[Entries from a dataset]
— Start —

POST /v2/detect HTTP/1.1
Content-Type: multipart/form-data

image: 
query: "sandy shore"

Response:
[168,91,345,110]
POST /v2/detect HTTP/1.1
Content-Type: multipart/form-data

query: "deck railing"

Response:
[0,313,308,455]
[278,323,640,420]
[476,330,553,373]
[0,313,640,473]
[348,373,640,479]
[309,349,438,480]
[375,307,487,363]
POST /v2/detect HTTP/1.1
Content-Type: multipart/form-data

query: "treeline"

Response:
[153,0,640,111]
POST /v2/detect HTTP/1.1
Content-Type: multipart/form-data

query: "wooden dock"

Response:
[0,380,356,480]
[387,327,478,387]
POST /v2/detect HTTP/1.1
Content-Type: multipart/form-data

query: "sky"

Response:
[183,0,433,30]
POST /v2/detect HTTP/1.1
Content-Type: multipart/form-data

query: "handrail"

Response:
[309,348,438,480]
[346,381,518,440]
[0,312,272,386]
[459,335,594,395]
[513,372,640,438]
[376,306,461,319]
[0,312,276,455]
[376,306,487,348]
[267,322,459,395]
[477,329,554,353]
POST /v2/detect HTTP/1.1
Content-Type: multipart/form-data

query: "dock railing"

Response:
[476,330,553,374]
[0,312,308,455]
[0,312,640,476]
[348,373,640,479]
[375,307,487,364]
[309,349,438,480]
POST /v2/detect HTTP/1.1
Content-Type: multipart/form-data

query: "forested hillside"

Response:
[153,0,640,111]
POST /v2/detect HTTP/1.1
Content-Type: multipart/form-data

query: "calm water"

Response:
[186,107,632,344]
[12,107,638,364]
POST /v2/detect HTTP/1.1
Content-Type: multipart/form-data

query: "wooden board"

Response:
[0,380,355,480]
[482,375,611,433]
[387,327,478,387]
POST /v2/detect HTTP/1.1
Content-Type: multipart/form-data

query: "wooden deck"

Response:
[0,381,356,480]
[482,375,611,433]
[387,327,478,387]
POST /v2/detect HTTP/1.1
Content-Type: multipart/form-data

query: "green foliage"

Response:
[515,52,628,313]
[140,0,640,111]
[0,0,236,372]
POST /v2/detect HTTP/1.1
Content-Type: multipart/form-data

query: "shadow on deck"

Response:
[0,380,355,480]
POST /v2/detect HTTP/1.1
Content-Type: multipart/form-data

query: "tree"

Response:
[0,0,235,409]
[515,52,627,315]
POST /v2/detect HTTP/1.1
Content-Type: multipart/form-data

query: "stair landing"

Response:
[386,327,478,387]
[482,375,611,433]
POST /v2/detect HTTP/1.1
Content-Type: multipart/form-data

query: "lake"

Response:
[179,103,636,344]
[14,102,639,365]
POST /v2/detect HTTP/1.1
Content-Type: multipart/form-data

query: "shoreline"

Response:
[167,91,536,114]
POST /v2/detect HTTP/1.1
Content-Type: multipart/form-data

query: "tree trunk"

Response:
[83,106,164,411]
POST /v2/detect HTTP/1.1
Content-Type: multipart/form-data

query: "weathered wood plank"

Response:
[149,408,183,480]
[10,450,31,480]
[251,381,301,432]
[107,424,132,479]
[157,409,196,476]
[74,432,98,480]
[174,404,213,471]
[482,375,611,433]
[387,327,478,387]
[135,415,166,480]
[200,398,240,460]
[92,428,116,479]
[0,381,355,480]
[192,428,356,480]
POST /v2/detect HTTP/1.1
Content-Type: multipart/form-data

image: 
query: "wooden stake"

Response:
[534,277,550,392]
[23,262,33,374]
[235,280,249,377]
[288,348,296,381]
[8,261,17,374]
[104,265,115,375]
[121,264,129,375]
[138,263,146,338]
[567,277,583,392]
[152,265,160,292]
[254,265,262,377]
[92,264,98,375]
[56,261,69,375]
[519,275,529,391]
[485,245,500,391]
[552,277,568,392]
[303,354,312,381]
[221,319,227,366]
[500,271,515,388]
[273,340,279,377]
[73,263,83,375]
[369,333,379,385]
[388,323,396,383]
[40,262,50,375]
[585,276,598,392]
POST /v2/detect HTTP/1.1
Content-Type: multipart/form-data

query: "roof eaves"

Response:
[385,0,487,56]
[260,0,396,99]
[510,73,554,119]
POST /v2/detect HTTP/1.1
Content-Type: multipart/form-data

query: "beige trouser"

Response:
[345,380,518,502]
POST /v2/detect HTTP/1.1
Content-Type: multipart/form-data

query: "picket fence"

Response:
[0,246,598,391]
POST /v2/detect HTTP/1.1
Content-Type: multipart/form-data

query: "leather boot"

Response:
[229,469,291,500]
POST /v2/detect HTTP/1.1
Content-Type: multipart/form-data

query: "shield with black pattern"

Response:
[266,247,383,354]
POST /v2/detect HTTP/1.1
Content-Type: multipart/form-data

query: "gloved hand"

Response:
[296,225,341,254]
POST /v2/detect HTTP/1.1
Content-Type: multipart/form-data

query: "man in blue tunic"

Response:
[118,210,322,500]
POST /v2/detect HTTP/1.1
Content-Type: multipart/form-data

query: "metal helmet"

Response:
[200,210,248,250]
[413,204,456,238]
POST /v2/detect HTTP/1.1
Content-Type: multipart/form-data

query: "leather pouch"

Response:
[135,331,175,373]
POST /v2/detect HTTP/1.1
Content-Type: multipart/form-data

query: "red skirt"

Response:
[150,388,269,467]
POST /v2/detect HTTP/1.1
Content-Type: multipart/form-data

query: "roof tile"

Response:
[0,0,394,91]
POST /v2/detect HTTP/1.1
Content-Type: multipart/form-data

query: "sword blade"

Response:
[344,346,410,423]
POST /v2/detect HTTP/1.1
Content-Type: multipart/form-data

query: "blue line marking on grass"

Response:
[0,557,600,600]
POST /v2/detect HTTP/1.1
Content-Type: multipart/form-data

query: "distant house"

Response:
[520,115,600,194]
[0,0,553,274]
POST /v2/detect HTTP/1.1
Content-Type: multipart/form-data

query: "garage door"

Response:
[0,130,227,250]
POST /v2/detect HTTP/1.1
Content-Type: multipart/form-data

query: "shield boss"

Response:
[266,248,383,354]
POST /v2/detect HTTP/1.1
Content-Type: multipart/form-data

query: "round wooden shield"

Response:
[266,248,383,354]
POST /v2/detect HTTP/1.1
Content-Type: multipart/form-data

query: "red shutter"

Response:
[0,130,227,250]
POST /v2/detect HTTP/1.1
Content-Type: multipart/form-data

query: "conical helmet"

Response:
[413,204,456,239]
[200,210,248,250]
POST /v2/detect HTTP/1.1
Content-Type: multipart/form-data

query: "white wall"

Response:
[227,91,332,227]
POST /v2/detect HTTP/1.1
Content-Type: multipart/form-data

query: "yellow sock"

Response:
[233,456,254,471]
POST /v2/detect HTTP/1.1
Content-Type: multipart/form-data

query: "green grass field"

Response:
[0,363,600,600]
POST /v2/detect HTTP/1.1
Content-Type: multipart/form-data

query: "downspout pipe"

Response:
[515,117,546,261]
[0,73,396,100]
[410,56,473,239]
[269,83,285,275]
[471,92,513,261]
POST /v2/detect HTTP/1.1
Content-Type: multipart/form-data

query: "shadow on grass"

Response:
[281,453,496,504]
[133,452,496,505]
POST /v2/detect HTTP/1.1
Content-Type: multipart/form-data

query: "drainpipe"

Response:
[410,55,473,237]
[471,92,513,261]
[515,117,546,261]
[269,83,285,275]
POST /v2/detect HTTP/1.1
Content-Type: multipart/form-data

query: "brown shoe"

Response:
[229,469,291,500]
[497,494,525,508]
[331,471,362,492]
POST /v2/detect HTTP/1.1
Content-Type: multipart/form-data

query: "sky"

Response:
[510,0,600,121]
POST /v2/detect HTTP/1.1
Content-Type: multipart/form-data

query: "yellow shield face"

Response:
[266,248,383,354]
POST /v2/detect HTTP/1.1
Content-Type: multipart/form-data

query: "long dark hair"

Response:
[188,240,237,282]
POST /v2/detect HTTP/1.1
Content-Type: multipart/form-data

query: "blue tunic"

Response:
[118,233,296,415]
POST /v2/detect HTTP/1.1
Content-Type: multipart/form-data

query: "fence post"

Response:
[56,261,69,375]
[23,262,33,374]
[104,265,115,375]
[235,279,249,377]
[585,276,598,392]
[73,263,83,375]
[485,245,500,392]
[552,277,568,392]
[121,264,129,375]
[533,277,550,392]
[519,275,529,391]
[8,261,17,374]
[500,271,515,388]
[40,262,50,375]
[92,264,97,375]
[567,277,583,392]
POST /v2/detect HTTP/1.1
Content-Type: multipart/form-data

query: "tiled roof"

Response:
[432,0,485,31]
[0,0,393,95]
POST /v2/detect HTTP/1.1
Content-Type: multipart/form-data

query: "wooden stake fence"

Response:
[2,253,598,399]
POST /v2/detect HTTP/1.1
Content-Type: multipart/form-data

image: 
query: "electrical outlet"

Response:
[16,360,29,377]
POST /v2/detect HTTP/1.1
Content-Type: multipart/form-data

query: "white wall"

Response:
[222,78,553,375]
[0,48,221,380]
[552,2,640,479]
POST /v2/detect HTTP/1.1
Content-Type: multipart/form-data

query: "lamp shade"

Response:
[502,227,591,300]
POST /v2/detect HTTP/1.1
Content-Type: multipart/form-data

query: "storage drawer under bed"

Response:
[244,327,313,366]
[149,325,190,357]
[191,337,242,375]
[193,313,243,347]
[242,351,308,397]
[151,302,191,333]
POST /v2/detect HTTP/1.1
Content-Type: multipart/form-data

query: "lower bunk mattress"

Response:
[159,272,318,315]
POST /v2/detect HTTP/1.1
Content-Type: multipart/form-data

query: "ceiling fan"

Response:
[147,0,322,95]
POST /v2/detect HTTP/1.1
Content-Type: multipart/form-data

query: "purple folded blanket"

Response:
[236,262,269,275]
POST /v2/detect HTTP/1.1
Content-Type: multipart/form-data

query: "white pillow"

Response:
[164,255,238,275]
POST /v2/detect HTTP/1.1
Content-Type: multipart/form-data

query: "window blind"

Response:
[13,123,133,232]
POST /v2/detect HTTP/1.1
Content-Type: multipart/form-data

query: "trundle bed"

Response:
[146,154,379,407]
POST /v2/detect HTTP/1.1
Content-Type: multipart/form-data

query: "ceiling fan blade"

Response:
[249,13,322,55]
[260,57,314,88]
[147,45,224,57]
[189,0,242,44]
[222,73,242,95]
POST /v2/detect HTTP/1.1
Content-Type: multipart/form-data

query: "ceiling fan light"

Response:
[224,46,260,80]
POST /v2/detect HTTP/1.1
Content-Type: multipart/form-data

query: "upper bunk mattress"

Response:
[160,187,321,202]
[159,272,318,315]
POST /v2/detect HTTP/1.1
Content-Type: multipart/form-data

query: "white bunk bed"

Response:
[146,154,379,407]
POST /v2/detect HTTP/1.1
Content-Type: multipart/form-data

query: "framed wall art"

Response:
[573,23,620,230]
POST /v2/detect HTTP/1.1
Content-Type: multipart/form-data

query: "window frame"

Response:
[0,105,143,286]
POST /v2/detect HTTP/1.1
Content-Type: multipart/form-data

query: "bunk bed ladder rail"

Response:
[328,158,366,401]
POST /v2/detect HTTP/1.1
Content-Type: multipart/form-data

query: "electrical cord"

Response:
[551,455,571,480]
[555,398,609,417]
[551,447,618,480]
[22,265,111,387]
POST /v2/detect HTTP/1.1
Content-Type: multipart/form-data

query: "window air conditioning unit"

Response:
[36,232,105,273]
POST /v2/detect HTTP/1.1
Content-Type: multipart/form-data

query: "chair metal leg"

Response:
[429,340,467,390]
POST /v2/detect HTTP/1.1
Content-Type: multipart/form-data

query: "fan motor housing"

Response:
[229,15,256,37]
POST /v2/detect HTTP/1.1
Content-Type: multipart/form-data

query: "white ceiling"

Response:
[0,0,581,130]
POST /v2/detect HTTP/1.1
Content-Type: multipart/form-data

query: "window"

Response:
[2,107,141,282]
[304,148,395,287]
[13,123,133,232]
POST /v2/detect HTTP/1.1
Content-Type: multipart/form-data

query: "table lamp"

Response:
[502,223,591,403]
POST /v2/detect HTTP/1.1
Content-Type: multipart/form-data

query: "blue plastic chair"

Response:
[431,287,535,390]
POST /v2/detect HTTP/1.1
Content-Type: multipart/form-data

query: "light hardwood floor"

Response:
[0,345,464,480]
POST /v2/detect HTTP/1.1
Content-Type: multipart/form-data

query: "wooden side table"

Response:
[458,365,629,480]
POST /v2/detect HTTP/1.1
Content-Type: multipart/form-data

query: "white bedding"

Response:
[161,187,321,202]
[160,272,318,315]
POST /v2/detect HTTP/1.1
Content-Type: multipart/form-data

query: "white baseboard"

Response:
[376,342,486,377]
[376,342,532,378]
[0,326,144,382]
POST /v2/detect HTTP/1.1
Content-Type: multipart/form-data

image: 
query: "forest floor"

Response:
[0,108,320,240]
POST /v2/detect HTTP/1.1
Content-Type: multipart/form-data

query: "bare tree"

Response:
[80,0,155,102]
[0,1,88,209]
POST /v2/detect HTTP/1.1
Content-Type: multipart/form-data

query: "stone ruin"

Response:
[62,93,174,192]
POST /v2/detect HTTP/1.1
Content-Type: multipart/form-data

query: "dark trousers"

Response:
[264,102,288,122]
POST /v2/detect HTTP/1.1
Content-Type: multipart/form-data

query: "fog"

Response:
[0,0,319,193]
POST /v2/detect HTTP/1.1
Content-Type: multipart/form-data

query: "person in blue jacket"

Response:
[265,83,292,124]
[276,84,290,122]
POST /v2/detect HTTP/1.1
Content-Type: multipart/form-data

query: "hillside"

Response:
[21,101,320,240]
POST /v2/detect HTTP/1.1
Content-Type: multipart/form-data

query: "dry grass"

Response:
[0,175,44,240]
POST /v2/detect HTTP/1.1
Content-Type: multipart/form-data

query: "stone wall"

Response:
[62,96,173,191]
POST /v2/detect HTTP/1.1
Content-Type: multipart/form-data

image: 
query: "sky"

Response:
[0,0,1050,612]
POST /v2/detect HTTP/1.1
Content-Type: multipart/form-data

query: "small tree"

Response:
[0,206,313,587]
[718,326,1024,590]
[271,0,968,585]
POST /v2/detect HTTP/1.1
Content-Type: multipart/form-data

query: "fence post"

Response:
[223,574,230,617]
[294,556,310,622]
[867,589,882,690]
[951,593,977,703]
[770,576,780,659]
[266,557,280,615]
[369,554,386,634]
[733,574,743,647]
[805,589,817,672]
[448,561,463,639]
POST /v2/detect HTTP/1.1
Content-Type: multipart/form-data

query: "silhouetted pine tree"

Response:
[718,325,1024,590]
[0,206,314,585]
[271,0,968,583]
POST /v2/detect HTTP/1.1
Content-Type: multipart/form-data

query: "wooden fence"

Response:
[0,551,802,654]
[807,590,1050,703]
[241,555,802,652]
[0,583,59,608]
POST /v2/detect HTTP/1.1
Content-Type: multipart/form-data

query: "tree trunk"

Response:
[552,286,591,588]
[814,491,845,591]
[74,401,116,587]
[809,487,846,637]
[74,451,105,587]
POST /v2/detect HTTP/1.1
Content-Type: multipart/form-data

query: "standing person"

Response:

— End —

:: THE EXERCISE ::
How many lines in the entries above contain the string "floor"? Matching is case-sensitive; reply with the number alone.

:: RESULT OF THE EXERCISE ::
2